▶ [Excerpted passage]

——————

Index Terms— Deep neural networks, acoustic scene classification, audio tagging, sound event detection
1 Introduction
Recent advances in deep learning have led to improved performance of acoustic scene classification (ASC) and event related systems in various applications [1, 2, 3, 4, 5, 6]. The detection and classification of acoustic scenes and events (DCASE) community holds annual challenges with public datasets [7, 8, 9]. The DCASE challenge datasets have fostered research on various tasks including ASC, audio tagging (TAG), sound event detection (SED), bird audio detection, and sound localization.

——————

▶ [Raw data]

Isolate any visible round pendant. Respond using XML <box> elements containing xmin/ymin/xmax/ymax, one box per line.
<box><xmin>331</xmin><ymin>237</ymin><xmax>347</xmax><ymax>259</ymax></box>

——————

▶ [Prompt 1] List every task that the excerpt on deep learning for acoustic scenes and events says the DCASE challenge datasets have fostered research on.
▶ [Prompt 2] Copy the passage of the acoustic scene excerpt from "Index Terms— Deep" to "and sound localization.".
The material is irrelevant here.

▶ [Final result 1]
ASC
audio tagging (TAG)
sound event detection (SED)
bird audio detection
sound localization

▶ [Final result 2]
Index Terms— Deep neural networks, acoustic scene classification, audio tagging, sound event detection
1 Introduction
Recent advances in deep learning have led to improved performance of acoustic scene classification (ASC) and event related systems in various applications [1, 2, 3, 4, 5, 6]. The detection and classification of acoustic scenes and events (DCASE) community holds annual challenges with public datasets [7, 8, 9]. The DCASE challenge datasets have fostered research on various tasks including ASC, audio tagging (TAG), sound event detection (SED), bird audio detection, and sound localization.